◆ EXCERPT ◆
........
30th Apr 2024 13:49
(Sharecast News) - Fast food giant McDonald's delivered mixed first-quarter results on Tuesday as restructuring costs weighed on profits.
McDonald's reported a Q1 net income of $1.93bn, or $2.66 on a per share basis, up from $1.8bn a year earlier. However, a pre-tax charge of $35.0m linked to its reorganisation efforts weighed on earnings. Excluding restructuring charges, McDonald's earned $2.70 per share.
Net sales rose 5% to $6.17bn, with global same-store sales increasing 1.9% in the quarter, falling short of estimates of 2.1% growth. US same-store sales grew of 2.5%, missing expectations of 2.6%. McDonald's said average transaction values grew due to increased menu prices but also seemingly deterred low-income customers as a result of its hiked prices.
"Consumers continue to be even more discriminating with every dollar that they spend as they faced elevated prices in their day-to-day spending, which is putting pressure on the industry," said chief executive Chris Kempczinski, who added that McDonald's now has to be "laser focused" on affordability if it wants to attract diners.
........
◆ SUPPLIED MATERIAL ◆

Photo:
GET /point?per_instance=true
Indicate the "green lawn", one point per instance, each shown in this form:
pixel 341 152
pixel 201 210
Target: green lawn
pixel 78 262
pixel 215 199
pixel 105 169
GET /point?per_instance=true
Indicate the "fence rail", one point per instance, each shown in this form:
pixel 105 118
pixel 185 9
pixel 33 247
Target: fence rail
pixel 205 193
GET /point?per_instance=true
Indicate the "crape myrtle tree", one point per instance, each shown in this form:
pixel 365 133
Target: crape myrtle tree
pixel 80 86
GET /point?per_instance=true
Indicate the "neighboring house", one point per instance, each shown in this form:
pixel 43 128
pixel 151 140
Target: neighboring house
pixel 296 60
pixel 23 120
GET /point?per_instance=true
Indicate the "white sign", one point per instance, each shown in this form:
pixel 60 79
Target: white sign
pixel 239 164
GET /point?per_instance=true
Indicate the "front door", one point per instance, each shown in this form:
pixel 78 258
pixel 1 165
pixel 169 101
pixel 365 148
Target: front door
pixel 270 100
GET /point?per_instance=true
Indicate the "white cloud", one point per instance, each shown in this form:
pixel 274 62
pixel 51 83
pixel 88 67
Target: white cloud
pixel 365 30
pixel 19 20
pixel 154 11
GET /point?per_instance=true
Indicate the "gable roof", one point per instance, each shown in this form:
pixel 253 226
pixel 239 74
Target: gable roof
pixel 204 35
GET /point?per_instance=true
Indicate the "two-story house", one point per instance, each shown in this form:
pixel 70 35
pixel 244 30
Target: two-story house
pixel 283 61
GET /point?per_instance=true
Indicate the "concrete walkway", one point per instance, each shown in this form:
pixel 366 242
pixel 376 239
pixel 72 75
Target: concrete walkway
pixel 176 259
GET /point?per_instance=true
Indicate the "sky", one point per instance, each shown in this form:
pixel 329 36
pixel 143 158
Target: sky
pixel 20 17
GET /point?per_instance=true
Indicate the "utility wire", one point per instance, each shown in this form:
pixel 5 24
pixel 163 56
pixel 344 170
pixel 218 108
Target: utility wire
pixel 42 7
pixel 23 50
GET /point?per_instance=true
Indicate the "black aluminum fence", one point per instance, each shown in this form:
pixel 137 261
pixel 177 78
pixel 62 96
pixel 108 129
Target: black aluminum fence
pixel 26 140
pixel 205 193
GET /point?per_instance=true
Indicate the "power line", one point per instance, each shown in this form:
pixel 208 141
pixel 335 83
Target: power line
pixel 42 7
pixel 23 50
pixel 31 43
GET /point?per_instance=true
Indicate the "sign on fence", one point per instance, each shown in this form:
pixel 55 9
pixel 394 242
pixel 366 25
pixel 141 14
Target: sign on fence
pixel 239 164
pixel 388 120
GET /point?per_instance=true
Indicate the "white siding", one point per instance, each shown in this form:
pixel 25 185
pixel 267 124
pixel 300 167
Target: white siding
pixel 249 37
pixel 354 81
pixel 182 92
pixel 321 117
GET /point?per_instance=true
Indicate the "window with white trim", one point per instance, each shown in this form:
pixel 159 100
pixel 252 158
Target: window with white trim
........
◆ REQUIRED ACTION 1 ◆
In the McDonald's earnings article, how much did McDonald's earn per share once restructuring charges were excluded?
◆ REQUIRED ACTION 2 ◆
Continue the McDonald's earnings article from the point where it stops.
The data has no part in any of this.

◆ ANSWER BOX 1 ◆
$2.70 per share.

◆ ANSWER BOX 2 ◆
Demand in the company's international developmental licensed markets was weak, with same-store sales falling 0.2%, marking the first time since Covid-19 that one of its divisions posted a same-store sales decline. Worth noting, the segment includes its Middle East operations, which have experienced boycotts after a McDonald's Israeli licensee offered discounts to soldiers. Earlier in April, McDonald's purchased 225 restaurants operated by its Israeli franchisee.
As of 1450 BST, McDonald's shares were down 1.34% at $269.74 each.